Job: Quote the passage below on shotgun-start golf tournaments word for word, starting with "This often happens" and going on through "B group waits.".

Most experienced players will tell you that arriving on the golf course about one hour before your shotgun start is best.
If you want to be able to avoid the crowds, try to hit a few golf balls early and then grab something to eat.
Many people will be at the range right before the shotgun, and this can get a little hectic.
2. Check Out The Staging Area
The staging area is where all the golf carts are kept in an effort to ensure that players are all in the same location and ready to take off onto the golf course at the same time.
The golf carts will be organized according to the hole you are teeing off on.
The carts are typically in an order that makes sense for people to travel out onto the golf course, following each other in the carts.
Find your golf cart and make sure you get things set up for the day.
In addition, we recommend looking at which hole you will be starting on and considering how this will affect your game.
If you know the golf course, try to go through a mental play-by-play of that hole and where it is located.
The real important factor here is that you start to develop a bit of a mental plan for the day on the course.
In the end, you will still play all eighteen holes, but chances are the course will feel very different.
3. Moving Out To The Hole
When playing in a shotgun start, everyone will have to drive their golf cart out to the hole that they are playing at the same time.
Most golf courses will send a group out on number one tee, nine green, ten tee, or eighteen green.
Essentially, what happens is the group that has to go the furthest away from the clubhouse will lead the pack.
Everyone else will follow in behind them and ensure they are ready to stop on their desired hole.
This is where people often get confused and take a wrong turn.
Try to pay attention to the way that you are filing out towards the hole.
Look at the people in front of you and the tee markers as you go by to make sure you stop where you need to.
Teeing off from the wrong hole is a major problem in a tournament-type situation.
Many golf courses will have staff positioned around the golf course to ensure that you get to the right spot and can start at the proper time.
Overall, moving out to the hole you are supposed to play is not difficult because you just need to pay attention to what is going on.
4. After Hole Eighteen
If you are playing a golf course that you typically play, you are probably used to heading to the clubhouse after the eighteenth hole.
With a shotgun start, you will want to go to the first tee.
At the first tee, you will continue your round and go all the way to the hole that you originally started on.
Most golfers will have to make this odd transition from the eighteenth green to the first tee.
Unless you are in one of the groups that start on the first tee, your round will be less than traditional on the golf course.
5. A And B Groups
Let’s say your shotgun golf start has you assigned to the seventh hole.
When you get to the seventh hole, you realize that there are two groups on this hole.
The reason behind this is that many shotgun starts require both an A and a B group to tee off on every hole.
This often happens at a popular event where lots of people are trying to get into the tournament.
With an A and B group, you will find that the A group must go first while the B group waits.
In a shotgun where there are A and B groups on each hole, there will likely be quite a bit of waiting throughout the day.
As you can imagine, this is a large number of people to put on a golf course at the same time, and it is smart to consider the fact that your round may be a little slower than normal.

Data segment:
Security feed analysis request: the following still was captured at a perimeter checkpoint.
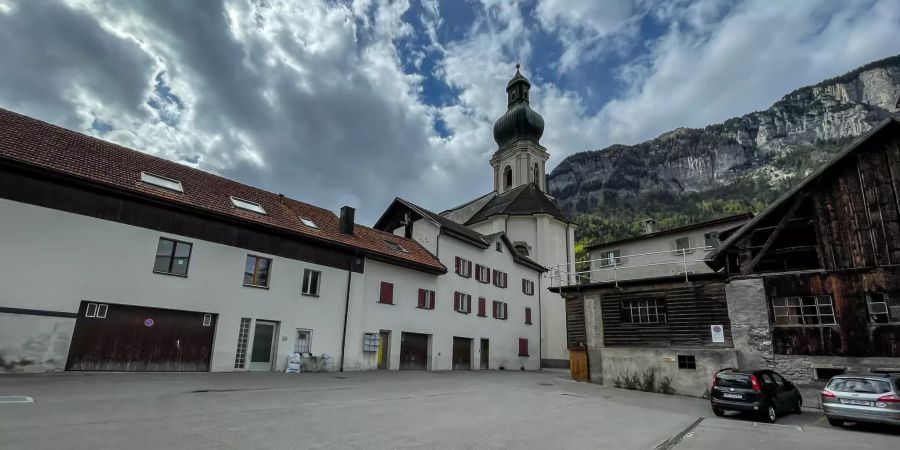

Expected answer:
This often happens at a popular event where lots of people are trying to get into the tournament.
With an A and B group, you will find that the A group must go first while the B group waits.